*RECORDS PROVIDED*
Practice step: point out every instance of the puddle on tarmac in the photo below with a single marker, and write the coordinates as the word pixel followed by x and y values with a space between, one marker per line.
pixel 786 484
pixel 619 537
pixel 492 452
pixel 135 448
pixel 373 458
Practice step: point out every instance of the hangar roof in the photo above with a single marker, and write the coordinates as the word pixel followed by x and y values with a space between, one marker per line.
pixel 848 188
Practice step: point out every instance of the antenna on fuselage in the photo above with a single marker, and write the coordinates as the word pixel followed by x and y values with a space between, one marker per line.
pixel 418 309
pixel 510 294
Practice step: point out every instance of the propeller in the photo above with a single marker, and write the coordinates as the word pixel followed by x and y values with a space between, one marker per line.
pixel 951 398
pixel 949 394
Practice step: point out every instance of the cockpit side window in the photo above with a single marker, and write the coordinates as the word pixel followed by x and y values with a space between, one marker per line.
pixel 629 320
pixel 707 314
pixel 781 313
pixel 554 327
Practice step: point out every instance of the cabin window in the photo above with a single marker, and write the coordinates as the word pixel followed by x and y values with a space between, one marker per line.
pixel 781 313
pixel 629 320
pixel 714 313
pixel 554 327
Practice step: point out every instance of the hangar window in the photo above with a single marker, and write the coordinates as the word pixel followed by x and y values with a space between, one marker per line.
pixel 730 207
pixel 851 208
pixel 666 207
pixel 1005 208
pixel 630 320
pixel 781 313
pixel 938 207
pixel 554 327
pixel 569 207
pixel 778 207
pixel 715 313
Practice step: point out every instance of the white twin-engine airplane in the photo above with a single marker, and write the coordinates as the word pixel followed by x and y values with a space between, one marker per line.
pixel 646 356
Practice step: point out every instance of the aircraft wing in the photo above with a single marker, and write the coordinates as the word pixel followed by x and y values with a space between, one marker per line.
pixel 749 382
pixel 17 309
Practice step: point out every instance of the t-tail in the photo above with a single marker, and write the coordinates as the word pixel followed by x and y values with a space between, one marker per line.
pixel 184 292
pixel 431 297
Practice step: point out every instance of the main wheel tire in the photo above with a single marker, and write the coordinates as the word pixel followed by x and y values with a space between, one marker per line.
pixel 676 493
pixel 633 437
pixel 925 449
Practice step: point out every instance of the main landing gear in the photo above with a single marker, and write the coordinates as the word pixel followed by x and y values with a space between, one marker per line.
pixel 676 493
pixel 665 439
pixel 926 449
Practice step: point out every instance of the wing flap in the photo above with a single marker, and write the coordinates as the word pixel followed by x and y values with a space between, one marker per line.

*TO DO*
What is needed is an exact transcription of all the data.

*TASK SOLUTION*
Practice step: point out every instance of the puddle on tarmac in the photo below with a single marker, and write the coordinates as the word pixel followed by x and y values with a space between, one marker per line.
pixel 786 484
pixel 619 537
pixel 492 452
pixel 135 448
pixel 373 458
Practice step: point out every instance of the hangar roof in the photo above with a single marker, and write the coordinates as the word pixel followed by x and y values with a space between, one marker per line.
pixel 848 188
Practice step: point out every instance of the antenna on fuselage in the photo above with a single marker, and write the coordinates as the word pixel followed by x and y values with a space between, one marker per line.
pixel 418 309
pixel 510 294
Practice step: point out every instance of the propeller in the photo above with a single marker, and write the coordinates as the word pixel followed by x and y values with a space between, one marker per line.
pixel 951 398
pixel 949 394
Practice step: point out every instance of the cockpit side window in the photo above with a single marker, and write the coordinates as the word pixel followed by x and y values with a space between, one marker per line.
pixel 629 320
pixel 707 314
pixel 781 313
pixel 554 327
Practice step: point out every instance of the cabin window in the photo above with a single marker, and write the coordinates as the word pixel followed by x and y values with a space between, one marker per line.
pixel 781 313
pixel 629 320
pixel 714 313
pixel 554 327
Practice step: point out every instance of the hangar window in the photo above with a single marker, and write the coordinates as the word pixel followed by x and y values with a space between, one marker per line.
pixel 730 207
pixel 851 208
pixel 666 207
pixel 1005 208
pixel 630 320
pixel 781 313
pixel 938 207
pixel 554 327
pixel 569 207
pixel 778 207
pixel 715 313
Practice step: point out every instance of the white twin-engine airplane in the photo above with a single marker, and write the coordinates as the word pixel followed by x and y values with a space between, one marker per line.
pixel 646 356
Practice step: point out every instance of the aircraft wing in the photo above with a single marker, and write the coordinates as the word pixel followed by x and y values with a space between, one marker per line.
pixel 749 382
pixel 17 309
Practice step: point out every instance of the t-tail in the photo above with a single marker, and write the coordinates as the word pixel followed by x and y values with a space between, one marker per line.
pixel 184 292
pixel 431 297
Practice step: point out every instance of the main wheel tire in the photo above with a single marker, and write the coordinates as the word pixel followed by x and y values with a space between, one marker per line.
pixel 676 493
pixel 633 437
pixel 925 449
Practice step: point out every instance of the main landing gear in the photo above with a single marker, and write the coordinates as the word pixel followed by x and y values with a space between, one marker per line.
pixel 676 493
pixel 665 439
pixel 926 449
Practice step: point out every instance of the wing flap in the photo above with a single marker, and write the coordinates as the word pixel followed by x and y values with a space between, one marker per line.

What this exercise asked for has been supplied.